■ REQUIREMENTS
Give everything from the line containing "One point goes on every instance of the utility" down to the end of the rows below as a JSON list of strings, one string per line, with blank lines left out.

■ Position annotation rows
begin

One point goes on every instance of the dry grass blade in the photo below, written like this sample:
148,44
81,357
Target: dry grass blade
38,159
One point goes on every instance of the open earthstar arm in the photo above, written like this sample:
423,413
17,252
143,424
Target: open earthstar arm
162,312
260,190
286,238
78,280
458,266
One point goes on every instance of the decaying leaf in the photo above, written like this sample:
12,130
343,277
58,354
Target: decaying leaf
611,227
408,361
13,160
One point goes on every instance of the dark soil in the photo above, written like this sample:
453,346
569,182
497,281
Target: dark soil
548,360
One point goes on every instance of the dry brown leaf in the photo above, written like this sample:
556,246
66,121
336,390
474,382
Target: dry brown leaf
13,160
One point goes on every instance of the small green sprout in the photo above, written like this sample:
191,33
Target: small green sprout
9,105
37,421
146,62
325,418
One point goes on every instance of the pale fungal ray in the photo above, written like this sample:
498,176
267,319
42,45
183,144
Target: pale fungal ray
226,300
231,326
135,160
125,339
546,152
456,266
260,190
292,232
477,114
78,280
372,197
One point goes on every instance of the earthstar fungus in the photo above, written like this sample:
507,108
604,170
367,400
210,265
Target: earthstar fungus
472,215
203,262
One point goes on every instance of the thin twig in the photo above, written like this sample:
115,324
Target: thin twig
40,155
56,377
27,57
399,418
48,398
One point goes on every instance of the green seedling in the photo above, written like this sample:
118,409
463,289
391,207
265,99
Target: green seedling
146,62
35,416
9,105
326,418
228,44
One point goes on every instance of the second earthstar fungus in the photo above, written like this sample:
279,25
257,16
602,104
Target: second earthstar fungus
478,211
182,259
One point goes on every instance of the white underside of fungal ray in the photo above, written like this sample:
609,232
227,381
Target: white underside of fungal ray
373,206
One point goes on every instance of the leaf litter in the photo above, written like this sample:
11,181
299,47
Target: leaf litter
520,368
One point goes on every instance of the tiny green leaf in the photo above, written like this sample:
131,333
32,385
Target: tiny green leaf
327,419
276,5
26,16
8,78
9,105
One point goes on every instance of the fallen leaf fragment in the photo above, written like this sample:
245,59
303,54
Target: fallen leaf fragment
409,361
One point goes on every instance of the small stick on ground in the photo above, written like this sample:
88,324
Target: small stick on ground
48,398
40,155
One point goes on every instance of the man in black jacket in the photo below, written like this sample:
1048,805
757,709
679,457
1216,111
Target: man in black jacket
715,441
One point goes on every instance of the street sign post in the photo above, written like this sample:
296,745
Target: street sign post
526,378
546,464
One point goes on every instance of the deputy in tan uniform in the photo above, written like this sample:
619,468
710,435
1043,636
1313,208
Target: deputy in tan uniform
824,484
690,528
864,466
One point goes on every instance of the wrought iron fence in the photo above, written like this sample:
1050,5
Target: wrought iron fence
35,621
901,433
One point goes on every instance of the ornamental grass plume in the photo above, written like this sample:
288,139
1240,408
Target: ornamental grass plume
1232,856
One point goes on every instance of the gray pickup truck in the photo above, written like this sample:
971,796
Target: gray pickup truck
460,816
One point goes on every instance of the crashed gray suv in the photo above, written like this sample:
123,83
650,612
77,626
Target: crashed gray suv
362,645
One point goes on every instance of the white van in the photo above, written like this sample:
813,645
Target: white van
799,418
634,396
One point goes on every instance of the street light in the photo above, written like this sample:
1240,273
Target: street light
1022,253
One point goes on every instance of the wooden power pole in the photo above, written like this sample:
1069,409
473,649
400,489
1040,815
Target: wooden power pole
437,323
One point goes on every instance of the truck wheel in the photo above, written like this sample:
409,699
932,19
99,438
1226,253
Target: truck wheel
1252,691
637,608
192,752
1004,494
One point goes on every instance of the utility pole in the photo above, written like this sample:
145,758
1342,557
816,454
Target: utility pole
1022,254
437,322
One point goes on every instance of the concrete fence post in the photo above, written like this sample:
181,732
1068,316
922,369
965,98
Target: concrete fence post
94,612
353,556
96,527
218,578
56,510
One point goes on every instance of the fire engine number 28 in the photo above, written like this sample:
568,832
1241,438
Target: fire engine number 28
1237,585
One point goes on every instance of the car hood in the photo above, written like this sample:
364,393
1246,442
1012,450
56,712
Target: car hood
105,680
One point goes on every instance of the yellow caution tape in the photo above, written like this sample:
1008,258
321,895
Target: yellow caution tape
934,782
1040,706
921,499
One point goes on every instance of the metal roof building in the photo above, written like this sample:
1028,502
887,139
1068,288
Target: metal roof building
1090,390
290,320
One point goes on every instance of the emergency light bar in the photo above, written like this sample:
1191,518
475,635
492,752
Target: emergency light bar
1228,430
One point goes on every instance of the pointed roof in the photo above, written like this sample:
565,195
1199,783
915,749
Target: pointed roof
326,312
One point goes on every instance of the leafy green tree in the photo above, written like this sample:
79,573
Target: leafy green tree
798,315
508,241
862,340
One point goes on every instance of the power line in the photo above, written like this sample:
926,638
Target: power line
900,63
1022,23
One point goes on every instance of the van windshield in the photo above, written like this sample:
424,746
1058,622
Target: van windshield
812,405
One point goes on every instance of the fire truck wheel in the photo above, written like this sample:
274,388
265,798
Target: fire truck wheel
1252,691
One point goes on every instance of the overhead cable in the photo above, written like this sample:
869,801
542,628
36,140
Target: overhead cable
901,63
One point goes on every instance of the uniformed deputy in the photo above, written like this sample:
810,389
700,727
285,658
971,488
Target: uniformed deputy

end

■ RESULT
[
  "One point goes on every instance of the utility pole in the photo above, written like this sample:",
  "145,758",
  "1342,557",
  "816,454",
  "Target: utility pole",
  "1022,254",
  "437,322",
  "One point goes on every instance of the concrete fence post in the photo above, written like this sample:",
  "181,732",
  "1068,316",
  "922,369",
  "965,98",
  "Target: concrete fence post",
  "94,612",
  "353,556",
  "96,527",
  "218,578",
  "56,510",
  "One point goes on every instance of the fire engine number 28 in the photo above, written like this sample:",
  "568,832",
  "1241,438",
  "Target: fire engine number 28",
  "1237,585",
  "One point goes on every instance of the car hood in the photo above, written like this sample:",
  "364,393",
  "1246,442",
  "1012,450",
  "56,712",
  "Target: car hood",
  "105,680",
  "One point goes on every instance of the yellow caution tape in the photo above, written like this sample:",
  "1008,258",
  "321,895",
  "Target: yellow caution tape",
  "934,782",
  "1040,706",
  "921,499",
  "One point goes on every instance of the metal roof building in the photo above, written like this sample:",
  "1028,502",
  "887,139",
  "1068,288",
  "Target: metal roof building",
  "1090,390",
  "290,320",
  "One point goes on every instance of the emergency light bar in the photo above, written like this sample:",
  "1191,518",
  "475,635",
  "492,752",
  "Target: emergency light bar",
  "1228,430",
  "One point goes on every instance of the pointed roof in the photo above, written like this sample:",
  "565,195",
  "1199,783",
  "915,749",
  "Target: pointed roof",
  "326,312",
  "One point goes on every instance of the leafy green tree in the photo above, written like this sample:",
  "79,573",
  "Target: leafy green tree",
  "798,315",
  "508,241",
  "862,340",
  "One point goes on every instance of the power line in the photo above, written like this sample:",
  "926,638",
  "Target: power line",
  "900,63",
  "1022,23",
  "One point goes on every instance of the van windshield in the photo above, written like this sample:",
  "424,746",
  "1058,622",
  "Target: van windshield",
  "812,405",
  "One point goes on every instance of the fire truck wheel in the photo above, written like this sample:",
  "274,388",
  "265,798",
  "Target: fire truck wheel",
  "1252,691",
  "One point goes on every instance of the overhead cable in the photo above, written like this sample:",
  "869,801",
  "542,628",
  "36,140",
  "Target: overhead cable",
  "901,63",
  "One point goes on every instance of the uniformed deputy in the photo above, written like this sample:",
  "810,389",
  "700,727",
  "285,658",
  "971,488",
  "Target: uniformed deputy"
]